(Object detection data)
╭──

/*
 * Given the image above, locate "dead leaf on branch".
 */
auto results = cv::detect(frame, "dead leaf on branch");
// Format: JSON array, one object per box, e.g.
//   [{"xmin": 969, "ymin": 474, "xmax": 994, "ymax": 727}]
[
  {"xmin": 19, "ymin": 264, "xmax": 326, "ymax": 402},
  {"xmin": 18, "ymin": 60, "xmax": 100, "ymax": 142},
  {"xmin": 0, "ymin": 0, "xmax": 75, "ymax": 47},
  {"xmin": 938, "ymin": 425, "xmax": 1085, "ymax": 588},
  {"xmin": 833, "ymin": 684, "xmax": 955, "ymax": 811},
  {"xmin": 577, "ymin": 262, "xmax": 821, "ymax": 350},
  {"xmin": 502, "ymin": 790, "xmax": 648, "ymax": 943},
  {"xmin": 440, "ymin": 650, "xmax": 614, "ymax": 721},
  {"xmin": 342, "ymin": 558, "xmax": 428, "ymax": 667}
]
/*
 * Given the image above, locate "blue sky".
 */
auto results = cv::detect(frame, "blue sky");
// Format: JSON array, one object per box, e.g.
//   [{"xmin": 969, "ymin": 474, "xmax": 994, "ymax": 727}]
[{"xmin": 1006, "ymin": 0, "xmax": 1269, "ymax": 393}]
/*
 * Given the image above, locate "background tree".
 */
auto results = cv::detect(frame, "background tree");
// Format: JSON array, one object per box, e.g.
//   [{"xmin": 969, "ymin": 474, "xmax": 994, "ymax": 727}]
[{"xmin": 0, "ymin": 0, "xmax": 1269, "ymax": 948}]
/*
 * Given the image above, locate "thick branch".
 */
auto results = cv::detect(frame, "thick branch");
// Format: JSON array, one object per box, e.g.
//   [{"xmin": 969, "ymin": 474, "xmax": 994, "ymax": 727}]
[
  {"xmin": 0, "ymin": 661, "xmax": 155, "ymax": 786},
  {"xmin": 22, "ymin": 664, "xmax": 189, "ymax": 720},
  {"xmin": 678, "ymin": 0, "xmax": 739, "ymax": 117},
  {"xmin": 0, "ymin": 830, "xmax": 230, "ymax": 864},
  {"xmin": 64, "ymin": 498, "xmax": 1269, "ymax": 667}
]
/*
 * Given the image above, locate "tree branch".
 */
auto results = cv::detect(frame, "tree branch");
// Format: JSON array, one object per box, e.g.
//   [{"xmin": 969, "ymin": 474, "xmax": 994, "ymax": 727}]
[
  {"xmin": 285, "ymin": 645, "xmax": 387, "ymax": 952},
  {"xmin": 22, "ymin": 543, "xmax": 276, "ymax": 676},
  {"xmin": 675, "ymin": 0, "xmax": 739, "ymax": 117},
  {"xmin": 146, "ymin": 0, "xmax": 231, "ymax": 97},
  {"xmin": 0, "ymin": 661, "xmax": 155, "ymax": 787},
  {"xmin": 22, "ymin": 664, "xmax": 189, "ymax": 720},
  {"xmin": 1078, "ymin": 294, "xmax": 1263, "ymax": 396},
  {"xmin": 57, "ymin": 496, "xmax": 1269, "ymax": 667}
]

╰──

**What is being asked:** Please tally the lines in the entries above that contain the word "thick", and give only the number.

**Task result:** 2